::: Selection :::
All News 07:22 February 18, 2020

By Yoo Jee-ho

DUNEDIN, United States, Feb. 17 (Yonhap) -- Back in the summer of 2001, Travis Shaw was an 11-year-old boy, a future major leaguer running around the Los Angeles Dodgers clubhouse, while his father, Jeff Shaw, was closing out games en route to his second and last All-Star appearance of his 12-year career.

Whenever the young Travis was there, South Korean pitcher Park Chan-ho always took time to play with him. Park also made the 2001 All-Star Game in Seattle, and the two Shaws and Park shared some special moments, with no other Dodger present at the Midsummer Classic.

This photo provided by Toronto Blue Jays' infielder Travis Shaw on Feb. 17, 2020, shows Shaw (C) standing between his father Jeff Shaw (L) and South Korean pitcher Park Chan-ho, two Los Angeles Dodgers representatives at the 2001 Major League Baseball All-Star Game in Seattle. (PHOTO NOT FOR SALE) (Yonhap)

Turn the clock forward to 2020. Travis, 29, is a big leaguer himself, with nearly 600 games to his credit. He signed with the Toronto Blue Jays as a free agent in December, a few days after South Korean left-hander Ryu Hyun-jin joined the club on his own free agent contract.

Sharing the clubhouse with a Korean player -- with their lockers only meters apart -- brought back some memories for the junior Shaw on Sunday.

"(Park) used to mess around with me a lot. I remember he was one of the guys that was always nice to me," Shaw told Yonhap News Agency with a smile inside the clubhouse at TD Ballpark in Dunedin, Florida. "I have a couple of pictures with him on my phone. I remember Chan-ho pretty well."

Shaw shared one such photo from the All-Star Game. In it, Jeff Shaw and Park are decked out in their National League All-Star Team jerseys, and Travis, with his arms folded across the Dodgers logo in front of his purple uniform, is standing in front of the two big leaguers.

The son grew to become a major leaguer and made his debut as a member of the Boston Red Sox against the Blue Jays in May 2015. Shaw was traded to the Milwaukee Brewers in December 2016, and he blossomed into a dangerous slugger there, belting out 31 homers in 2017 and 32 more in 2018.
:::
* Given exercise A *
Please extract the records below line for line, without changing a word.
* Given exercise B *
Write what comes next in the Travis Shaw article above, picking up after its final sentence.
::: Data section :::
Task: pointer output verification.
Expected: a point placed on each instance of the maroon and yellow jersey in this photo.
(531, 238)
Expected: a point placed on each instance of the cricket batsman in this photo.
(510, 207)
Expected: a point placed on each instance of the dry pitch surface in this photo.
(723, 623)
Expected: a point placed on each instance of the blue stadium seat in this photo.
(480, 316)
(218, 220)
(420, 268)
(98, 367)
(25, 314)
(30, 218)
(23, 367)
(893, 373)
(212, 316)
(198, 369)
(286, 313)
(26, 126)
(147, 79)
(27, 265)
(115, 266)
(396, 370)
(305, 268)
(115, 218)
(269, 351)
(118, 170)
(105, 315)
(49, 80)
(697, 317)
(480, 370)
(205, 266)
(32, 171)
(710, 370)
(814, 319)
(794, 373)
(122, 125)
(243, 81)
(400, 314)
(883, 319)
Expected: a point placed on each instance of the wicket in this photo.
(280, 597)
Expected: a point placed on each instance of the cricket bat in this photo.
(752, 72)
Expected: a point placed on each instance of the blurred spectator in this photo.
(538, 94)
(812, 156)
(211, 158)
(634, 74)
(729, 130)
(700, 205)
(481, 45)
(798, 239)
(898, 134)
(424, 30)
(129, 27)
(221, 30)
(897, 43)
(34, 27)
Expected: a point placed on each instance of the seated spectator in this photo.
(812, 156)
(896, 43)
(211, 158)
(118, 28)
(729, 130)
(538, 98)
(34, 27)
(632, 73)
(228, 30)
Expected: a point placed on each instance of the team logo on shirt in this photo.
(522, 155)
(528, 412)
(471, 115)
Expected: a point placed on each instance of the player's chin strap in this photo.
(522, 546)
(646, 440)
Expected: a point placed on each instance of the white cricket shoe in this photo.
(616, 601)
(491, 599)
:::
* Exercise result A *
Task: pointer output verification.
Expected: a point placed on each instance of the maroon and yellow jersey in this photo.
(531, 238)
Expected: a point placed on each instance of the cricket batsman in this photo.
(510, 207)
Expected: a point placed on each instance of the dry pitch surface in this photo.
(723, 623)
Expected: a point placed on each instance of the blue stadium seat in this photo.
(480, 316)
(218, 220)
(420, 268)
(98, 367)
(25, 314)
(30, 218)
(23, 367)
(893, 373)
(212, 316)
(198, 369)
(286, 313)
(26, 126)
(147, 79)
(27, 265)
(115, 266)
(396, 370)
(305, 268)
(115, 218)
(269, 351)
(118, 170)
(105, 315)
(49, 80)
(697, 317)
(480, 370)
(205, 266)
(32, 171)
(710, 370)
(814, 319)
(794, 373)
(122, 125)
(243, 81)
(400, 314)
(883, 319)
Expected: a point placed on each instance of the wicket in this photo.
(280, 597)
Expected: a point placed on each instance of the cricket bat in this photo.
(752, 72)
Expected: a point placed on each instance of the blurred spectator in this photo.
(538, 94)
(812, 156)
(211, 158)
(634, 74)
(729, 130)
(700, 205)
(481, 45)
(798, 239)
(898, 134)
(424, 30)
(129, 27)
(221, 30)
(897, 43)
(34, 27)
Expected: a point placed on each instance of the seated spectator in this photo.
(812, 156)
(896, 43)
(211, 158)
(118, 28)
(729, 130)
(538, 98)
(34, 27)
(632, 73)
(228, 30)
Expected: a point placed on each instance of the team logo on shirt in this photo.
(522, 155)
(528, 412)
(471, 115)
Expected: a point placed on each instance of the player's chin strap in this photo.
(522, 546)
(646, 440)
Expected: a point placed on each instance of the white cricket shoe in this photo.
(616, 601)
(491, 599)

* Exercise result B *
A swing change that went awry led to the worst season of his career in 2019, as Shaw batted only .157 with seven home runs in 86 games. He was allowed to walk as a free agent, and the Blue Jays, in need of a left-handed bat and some defensive stability in infield, got both in Shaw.

Toronto Blue Jays' infielder Travis Shaw fields the ball during spring training at the Player Development Complex, outside TD Ballpark, in Dunedin, Florida, on Feb. 17, 2020. (Yonhap)

The Blue Jays are counting on Shaw to bounce back. And Shaw said he's gone back to the swing that made him a 30-homer man, and he feels "pretty good" with his stroke.

"A change of scenery is sometimes needed. For me, it's a fresh start," he said. "Last year, it is well-documented, the struggles I had. I am ready to put that behind me. Having a new start makes it a little bit easier to do that. I am excited to reenergize myself."

Shaw can handle first base, second base and third base. Manager Charlie Montoyo said Shaw's primary position will be first base, and he can also spell Vladimir Guerrero Jr. at third base.

Shaw and Guerrero Jr., whose father, Vladimir Guerrero, is in the Hall of Fame, are joined in the infield by two other sons of former major leaguers: Cavan Biggio, son of Hall of Famer Craig, at second base, and Bo Bichette, son of All-Star outfielder Dante, at shortstop.

"It's pretty unique. I am assuming this has never happened before, the whole infield of second-generation guys," Shaw said. "Not only that, all the dads had extreme success in the big leagues. It's pretty cool. That molded me into who I am today, and I am sure they can say the same thing about their experiences."

As the oldest player of the bunch and the only one with postseason experience, Shaw is expected to show his teammates the ropes.

Toronto Blue Jays' infielder Travis Shaw (L) tosses the ball during spring training at the Player Development Complex, outside TD Ballpark, in Dunedin, Florida, on Feb. 17, 2020. (Yonhap)

But Shaw said learning will go both ways.

"Those guys are really talented. They're super young and to get to the big leagues that young is impressive," he said. "Vlady is still 20 years old, and I was still in college at 20. That says a lot about those guys and how talented they are. I have no doubt in my mind those guys will continue to progress and get better. I am hoping to learn as much from them as the other way around."

Shaw must also get things done at the plate and having Ryu as a teammate, as opposed to facing him as an opponent, should help in that regard.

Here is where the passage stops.